Recorded data

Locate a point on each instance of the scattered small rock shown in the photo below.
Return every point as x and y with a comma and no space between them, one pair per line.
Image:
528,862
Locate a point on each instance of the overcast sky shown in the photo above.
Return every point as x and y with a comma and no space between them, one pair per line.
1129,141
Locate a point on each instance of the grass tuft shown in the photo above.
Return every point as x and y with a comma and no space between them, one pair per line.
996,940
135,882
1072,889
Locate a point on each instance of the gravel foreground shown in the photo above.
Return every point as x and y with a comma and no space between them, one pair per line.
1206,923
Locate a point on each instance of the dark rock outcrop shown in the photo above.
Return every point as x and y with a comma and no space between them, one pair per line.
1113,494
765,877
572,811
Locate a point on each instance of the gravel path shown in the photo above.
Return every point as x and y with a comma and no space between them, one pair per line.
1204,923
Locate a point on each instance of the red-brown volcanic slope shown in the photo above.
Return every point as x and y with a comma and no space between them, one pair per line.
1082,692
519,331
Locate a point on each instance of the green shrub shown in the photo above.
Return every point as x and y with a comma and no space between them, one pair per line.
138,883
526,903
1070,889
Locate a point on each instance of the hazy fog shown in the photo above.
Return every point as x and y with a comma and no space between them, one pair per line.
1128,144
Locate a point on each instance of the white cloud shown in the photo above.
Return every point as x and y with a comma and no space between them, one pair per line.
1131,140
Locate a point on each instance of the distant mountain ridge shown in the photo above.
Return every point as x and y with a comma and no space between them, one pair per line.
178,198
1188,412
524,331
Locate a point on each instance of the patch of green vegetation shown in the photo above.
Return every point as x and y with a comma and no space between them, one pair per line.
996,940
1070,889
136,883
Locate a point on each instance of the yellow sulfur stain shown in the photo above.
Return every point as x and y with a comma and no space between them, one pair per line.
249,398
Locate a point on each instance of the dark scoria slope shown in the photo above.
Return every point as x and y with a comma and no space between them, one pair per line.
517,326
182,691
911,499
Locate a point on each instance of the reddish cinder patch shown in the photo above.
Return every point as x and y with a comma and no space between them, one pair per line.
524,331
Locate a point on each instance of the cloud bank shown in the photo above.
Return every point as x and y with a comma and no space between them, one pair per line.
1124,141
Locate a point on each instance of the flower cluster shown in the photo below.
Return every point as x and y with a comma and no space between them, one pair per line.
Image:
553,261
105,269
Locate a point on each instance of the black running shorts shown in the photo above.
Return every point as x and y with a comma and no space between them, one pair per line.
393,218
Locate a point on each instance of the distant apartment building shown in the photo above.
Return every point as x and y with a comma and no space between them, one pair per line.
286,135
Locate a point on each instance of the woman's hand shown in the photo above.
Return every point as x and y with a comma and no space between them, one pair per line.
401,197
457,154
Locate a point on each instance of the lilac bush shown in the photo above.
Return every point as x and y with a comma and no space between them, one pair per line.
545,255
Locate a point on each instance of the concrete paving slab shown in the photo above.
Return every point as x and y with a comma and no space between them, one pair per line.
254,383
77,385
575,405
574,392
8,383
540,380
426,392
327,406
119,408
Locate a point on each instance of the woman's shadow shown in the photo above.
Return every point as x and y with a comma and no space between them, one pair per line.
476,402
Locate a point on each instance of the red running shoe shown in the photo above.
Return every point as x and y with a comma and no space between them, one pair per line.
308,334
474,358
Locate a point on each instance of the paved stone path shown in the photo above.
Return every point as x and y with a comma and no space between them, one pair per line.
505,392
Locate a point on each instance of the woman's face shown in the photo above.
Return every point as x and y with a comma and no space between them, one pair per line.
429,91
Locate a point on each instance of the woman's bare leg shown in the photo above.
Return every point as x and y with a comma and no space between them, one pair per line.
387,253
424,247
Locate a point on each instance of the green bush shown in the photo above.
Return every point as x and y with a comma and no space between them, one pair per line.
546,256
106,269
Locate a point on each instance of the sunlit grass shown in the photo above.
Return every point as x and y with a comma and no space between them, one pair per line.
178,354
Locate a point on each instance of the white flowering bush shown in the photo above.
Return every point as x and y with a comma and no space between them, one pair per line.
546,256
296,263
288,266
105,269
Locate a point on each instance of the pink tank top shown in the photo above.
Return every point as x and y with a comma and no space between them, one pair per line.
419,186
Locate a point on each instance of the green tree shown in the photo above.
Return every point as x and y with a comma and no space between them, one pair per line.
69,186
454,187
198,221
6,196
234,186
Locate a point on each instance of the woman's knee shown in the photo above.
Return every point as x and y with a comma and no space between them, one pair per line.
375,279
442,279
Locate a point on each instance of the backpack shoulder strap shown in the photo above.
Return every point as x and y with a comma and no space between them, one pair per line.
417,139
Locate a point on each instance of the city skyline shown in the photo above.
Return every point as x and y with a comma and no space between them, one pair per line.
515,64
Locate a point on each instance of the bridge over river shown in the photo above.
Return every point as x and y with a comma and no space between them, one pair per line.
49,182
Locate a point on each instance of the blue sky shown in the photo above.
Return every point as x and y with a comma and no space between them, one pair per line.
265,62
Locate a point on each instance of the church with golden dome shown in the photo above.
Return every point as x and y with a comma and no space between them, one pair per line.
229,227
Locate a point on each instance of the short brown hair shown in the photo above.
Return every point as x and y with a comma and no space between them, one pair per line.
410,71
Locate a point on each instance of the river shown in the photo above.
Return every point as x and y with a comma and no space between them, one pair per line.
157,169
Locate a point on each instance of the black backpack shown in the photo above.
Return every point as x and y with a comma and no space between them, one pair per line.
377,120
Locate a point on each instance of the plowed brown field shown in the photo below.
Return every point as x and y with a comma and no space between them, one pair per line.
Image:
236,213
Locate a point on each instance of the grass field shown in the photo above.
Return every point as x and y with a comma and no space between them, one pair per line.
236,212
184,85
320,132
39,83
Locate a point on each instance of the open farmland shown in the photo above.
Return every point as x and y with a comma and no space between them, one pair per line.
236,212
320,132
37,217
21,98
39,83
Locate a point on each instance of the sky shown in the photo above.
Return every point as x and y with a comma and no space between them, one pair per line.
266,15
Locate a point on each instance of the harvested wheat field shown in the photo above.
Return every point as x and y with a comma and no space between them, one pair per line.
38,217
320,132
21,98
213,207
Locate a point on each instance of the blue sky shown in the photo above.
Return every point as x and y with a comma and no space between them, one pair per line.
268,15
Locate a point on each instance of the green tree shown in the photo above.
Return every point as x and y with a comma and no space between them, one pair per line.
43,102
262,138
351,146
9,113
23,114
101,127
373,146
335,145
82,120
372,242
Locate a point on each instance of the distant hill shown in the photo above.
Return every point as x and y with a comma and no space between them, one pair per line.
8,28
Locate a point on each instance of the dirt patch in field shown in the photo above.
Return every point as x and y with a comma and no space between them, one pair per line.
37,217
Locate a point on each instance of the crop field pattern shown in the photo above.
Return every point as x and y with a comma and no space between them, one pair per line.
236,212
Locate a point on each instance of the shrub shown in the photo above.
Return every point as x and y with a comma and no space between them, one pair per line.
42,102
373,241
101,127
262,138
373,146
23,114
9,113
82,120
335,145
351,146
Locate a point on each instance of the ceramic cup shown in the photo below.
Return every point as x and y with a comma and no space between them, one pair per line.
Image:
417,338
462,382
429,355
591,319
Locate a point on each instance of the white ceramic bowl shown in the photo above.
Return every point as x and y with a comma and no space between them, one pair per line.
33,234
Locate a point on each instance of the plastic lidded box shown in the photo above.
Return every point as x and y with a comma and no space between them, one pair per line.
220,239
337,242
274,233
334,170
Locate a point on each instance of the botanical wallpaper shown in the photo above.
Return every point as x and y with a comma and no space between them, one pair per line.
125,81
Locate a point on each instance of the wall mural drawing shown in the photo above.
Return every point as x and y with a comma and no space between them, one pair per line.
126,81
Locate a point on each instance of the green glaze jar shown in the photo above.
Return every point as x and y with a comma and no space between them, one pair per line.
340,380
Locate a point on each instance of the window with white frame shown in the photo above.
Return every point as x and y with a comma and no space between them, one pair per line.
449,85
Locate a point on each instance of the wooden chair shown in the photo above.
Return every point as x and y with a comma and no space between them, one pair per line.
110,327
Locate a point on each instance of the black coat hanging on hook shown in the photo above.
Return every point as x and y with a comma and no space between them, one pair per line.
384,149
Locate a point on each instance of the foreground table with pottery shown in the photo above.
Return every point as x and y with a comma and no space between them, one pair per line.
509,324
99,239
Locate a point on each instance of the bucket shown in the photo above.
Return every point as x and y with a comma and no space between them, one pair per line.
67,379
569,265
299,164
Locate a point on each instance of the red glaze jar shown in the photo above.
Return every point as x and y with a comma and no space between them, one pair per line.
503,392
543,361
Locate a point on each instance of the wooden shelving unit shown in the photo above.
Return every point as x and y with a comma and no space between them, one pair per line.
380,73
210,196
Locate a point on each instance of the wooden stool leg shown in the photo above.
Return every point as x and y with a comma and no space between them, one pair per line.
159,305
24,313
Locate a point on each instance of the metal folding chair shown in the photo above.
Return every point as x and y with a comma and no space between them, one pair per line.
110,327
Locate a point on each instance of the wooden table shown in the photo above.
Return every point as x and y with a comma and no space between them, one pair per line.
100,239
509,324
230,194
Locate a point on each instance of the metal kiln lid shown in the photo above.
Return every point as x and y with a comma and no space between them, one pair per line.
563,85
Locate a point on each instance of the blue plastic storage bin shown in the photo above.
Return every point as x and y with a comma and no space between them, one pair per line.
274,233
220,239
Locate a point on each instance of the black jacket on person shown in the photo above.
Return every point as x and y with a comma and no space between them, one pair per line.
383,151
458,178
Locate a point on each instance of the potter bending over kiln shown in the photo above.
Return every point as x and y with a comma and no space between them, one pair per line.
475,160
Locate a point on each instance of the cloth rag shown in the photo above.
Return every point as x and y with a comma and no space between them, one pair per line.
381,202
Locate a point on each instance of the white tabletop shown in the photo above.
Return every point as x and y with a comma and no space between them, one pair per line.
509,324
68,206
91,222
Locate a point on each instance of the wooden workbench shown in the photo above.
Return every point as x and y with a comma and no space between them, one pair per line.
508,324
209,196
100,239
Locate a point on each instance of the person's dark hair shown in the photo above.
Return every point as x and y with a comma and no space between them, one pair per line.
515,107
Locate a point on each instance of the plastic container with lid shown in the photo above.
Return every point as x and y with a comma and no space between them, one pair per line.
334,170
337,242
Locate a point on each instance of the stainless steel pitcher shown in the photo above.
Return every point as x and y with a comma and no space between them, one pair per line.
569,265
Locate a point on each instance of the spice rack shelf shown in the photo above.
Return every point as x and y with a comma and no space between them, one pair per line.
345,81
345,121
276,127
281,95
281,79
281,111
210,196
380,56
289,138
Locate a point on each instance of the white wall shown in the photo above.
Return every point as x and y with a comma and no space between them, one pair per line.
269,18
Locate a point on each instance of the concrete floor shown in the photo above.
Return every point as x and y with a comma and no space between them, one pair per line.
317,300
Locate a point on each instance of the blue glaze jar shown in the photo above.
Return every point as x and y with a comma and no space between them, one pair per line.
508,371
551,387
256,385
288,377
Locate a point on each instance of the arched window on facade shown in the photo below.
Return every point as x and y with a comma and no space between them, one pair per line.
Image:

WHAT THE TASK REQUIRES.
Could you return all lines from the data above that contain the string "backpack"?

SOLUTION TO THIS TASK.
Locate a point on each instance of the backpack shoulder strap shown in the photo above.
Locate a point on each instance of the black backpack shown in the photo above.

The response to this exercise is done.